▶ Aim:
Which lines below contain the string "weathered"? Extract every one of them and copy each in full.
----
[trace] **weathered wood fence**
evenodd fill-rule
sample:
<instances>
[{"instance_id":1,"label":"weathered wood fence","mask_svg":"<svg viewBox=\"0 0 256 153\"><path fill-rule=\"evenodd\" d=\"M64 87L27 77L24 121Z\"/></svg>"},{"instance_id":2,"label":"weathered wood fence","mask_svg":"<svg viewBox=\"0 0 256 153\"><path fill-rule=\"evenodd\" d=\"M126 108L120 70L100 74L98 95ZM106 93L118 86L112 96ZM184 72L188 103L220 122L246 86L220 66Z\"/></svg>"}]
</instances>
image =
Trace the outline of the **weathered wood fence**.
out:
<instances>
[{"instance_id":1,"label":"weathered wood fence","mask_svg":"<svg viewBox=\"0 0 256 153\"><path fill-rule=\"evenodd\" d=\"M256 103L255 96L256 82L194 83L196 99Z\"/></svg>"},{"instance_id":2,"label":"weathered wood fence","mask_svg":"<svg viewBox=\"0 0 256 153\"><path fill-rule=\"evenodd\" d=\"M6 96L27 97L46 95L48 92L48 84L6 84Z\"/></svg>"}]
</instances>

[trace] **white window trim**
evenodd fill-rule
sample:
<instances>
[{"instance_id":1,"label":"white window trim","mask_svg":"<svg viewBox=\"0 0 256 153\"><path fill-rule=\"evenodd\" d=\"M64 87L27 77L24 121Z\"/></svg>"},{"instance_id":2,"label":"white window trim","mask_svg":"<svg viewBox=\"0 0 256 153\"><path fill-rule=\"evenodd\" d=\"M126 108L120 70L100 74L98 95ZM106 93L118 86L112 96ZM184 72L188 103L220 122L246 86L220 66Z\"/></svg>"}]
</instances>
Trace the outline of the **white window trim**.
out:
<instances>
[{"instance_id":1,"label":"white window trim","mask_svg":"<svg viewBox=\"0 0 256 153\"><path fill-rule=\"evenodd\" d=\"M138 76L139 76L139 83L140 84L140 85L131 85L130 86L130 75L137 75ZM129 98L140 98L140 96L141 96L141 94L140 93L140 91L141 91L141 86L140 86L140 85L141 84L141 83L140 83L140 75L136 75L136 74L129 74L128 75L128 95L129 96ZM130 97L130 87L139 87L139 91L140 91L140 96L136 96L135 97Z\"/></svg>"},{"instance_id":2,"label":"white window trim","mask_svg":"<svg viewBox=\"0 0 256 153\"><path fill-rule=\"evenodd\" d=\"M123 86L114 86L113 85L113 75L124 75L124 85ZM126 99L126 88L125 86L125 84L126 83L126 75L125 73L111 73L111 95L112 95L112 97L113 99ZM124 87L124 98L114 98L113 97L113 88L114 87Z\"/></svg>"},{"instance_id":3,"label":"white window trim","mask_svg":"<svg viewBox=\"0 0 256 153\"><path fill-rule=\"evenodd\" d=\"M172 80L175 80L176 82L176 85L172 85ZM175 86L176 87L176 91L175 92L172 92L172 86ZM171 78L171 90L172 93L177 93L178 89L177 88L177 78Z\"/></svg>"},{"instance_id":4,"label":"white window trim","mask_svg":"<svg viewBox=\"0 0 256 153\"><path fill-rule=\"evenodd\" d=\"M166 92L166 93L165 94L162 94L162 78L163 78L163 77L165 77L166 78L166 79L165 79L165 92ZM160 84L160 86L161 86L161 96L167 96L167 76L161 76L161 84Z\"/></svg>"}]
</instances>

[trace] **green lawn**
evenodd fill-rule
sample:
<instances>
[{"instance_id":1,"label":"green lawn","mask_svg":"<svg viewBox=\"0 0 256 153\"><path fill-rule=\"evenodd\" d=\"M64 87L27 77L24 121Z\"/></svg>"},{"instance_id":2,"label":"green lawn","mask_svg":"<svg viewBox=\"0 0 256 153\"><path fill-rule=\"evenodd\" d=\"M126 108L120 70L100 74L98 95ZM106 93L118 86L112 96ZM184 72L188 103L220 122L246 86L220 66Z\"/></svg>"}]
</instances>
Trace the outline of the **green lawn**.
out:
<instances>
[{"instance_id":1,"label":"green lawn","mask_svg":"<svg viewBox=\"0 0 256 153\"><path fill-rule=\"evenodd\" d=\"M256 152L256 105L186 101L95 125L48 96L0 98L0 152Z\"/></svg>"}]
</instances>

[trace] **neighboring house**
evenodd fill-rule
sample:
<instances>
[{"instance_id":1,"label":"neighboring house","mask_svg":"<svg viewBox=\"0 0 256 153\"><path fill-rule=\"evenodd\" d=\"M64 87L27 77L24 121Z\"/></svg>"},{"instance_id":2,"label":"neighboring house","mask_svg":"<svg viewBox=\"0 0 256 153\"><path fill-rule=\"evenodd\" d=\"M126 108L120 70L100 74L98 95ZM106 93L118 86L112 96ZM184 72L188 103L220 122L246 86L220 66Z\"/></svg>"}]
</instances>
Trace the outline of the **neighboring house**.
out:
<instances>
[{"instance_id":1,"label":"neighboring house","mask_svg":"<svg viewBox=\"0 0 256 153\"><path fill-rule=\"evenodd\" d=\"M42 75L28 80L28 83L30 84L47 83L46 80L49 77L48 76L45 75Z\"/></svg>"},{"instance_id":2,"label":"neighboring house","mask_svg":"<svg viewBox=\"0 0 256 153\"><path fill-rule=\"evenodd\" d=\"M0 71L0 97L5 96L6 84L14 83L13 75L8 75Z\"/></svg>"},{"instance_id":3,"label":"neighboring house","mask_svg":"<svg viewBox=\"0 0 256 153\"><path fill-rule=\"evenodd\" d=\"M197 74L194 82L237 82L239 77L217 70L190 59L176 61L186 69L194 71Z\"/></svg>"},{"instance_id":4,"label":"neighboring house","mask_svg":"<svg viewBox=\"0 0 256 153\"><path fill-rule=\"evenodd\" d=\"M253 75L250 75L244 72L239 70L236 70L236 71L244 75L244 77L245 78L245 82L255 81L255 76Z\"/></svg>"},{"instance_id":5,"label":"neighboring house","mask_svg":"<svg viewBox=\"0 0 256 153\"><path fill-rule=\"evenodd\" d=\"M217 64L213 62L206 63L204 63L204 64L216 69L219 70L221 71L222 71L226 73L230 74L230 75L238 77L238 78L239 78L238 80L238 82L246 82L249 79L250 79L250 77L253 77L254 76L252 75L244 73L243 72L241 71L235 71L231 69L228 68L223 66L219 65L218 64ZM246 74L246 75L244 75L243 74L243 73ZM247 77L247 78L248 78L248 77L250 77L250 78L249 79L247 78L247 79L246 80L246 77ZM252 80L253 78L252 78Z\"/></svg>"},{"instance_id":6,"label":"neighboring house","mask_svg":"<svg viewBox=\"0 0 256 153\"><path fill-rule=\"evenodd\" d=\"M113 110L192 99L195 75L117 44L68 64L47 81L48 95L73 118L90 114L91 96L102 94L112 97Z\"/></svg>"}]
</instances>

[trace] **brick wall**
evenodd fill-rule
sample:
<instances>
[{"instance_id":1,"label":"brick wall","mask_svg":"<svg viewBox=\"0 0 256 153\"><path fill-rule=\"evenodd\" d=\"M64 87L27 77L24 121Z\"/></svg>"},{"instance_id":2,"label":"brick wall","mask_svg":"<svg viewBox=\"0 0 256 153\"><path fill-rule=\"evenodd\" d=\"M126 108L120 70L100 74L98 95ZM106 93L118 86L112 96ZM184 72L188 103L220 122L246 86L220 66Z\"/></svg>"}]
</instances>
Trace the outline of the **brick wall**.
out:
----
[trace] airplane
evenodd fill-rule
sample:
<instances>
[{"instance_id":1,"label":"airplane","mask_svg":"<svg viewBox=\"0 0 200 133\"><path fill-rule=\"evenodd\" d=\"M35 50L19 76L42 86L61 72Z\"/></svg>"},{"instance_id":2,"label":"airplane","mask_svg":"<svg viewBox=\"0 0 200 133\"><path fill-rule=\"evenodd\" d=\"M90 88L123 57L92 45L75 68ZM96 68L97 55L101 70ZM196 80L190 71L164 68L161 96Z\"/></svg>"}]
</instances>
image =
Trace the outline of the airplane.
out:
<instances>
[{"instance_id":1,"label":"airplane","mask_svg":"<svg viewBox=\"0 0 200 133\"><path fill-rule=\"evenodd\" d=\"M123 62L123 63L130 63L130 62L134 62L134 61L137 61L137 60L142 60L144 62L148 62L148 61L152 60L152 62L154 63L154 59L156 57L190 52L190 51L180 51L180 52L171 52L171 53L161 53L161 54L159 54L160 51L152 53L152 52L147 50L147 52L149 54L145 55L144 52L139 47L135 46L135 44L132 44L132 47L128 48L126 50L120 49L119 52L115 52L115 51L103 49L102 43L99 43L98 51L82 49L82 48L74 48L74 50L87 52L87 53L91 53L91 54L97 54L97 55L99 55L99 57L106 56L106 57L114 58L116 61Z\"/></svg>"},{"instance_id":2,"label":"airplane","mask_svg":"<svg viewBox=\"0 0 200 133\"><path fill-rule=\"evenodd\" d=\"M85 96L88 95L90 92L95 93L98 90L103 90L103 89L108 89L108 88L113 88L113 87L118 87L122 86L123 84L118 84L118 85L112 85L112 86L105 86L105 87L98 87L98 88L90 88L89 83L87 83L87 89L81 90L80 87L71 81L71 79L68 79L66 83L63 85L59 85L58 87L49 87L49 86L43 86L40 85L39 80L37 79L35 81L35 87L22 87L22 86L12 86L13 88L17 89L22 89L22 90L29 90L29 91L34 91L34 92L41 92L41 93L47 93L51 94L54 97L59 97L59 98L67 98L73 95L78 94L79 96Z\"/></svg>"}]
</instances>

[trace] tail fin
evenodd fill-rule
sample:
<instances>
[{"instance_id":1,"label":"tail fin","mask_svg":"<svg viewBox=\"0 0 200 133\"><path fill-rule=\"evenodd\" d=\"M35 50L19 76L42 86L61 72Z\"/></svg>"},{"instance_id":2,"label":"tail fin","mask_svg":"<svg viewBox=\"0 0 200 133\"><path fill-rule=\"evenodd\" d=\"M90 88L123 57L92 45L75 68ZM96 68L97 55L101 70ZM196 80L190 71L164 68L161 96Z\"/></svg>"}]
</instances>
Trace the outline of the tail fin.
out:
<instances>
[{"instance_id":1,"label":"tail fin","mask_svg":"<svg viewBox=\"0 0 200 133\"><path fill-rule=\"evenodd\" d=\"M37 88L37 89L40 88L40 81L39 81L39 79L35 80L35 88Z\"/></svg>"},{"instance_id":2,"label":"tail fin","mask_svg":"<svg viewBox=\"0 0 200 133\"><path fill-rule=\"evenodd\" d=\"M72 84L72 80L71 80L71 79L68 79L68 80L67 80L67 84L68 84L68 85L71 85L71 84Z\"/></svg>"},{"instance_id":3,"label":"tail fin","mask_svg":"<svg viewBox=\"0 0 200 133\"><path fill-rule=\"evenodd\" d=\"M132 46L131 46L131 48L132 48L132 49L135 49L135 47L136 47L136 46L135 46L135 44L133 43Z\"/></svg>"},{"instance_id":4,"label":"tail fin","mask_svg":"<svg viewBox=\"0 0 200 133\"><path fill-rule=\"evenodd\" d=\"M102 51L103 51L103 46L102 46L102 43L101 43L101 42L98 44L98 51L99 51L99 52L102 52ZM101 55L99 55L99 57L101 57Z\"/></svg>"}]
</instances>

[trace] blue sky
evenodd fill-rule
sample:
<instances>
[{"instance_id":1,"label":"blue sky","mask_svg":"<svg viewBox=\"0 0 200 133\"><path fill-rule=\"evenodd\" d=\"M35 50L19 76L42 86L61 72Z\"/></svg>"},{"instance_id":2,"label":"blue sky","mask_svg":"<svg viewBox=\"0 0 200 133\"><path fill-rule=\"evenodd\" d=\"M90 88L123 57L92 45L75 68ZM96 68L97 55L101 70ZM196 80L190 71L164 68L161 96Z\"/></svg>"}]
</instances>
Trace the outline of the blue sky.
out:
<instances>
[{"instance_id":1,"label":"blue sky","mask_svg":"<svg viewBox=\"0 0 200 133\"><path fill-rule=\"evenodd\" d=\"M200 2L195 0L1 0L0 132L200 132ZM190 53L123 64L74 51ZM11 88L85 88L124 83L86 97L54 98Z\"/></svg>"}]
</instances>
----
▶ Answer to the task:
[trace] **weathered wood fence**
[{"instance_id":1,"label":"weathered wood fence","mask_svg":"<svg viewBox=\"0 0 256 153\"><path fill-rule=\"evenodd\" d=\"M64 87L27 77L24 121Z\"/></svg>"},{"instance_id":2,"label":"weathered wood fence","mask_svg":"<svg viewBox=\"0 0 256 153\"><path fill-rule=\"evenodd\" d=\"M126 108L120 70L100 74L98 95ZM106 93L118 86L112 96ZM184 72L188 103L220 122L246 86L220 66Z\"/></svg>"}]
Trace the outline of the **weathered wood fence**.
[{"instance_id":1,"label":"weathered wood fence","mask_svg":"<svg viewBox=\"0 0 256 153\"><path fill-rule=\"evenodd\" d=\"M256 103L255 96L256 82L194 83L196 99Z\"/></svg>"},{"instance_id":2,"label":"weathered wood fence","mask_svg":"<svg viewBox=\"0 0 256 153\"><path fill-rule=\"evenodd\" d=\"M6 96L27 97L46 95L48 92L48 84L6 84Z\"/></svg>"}]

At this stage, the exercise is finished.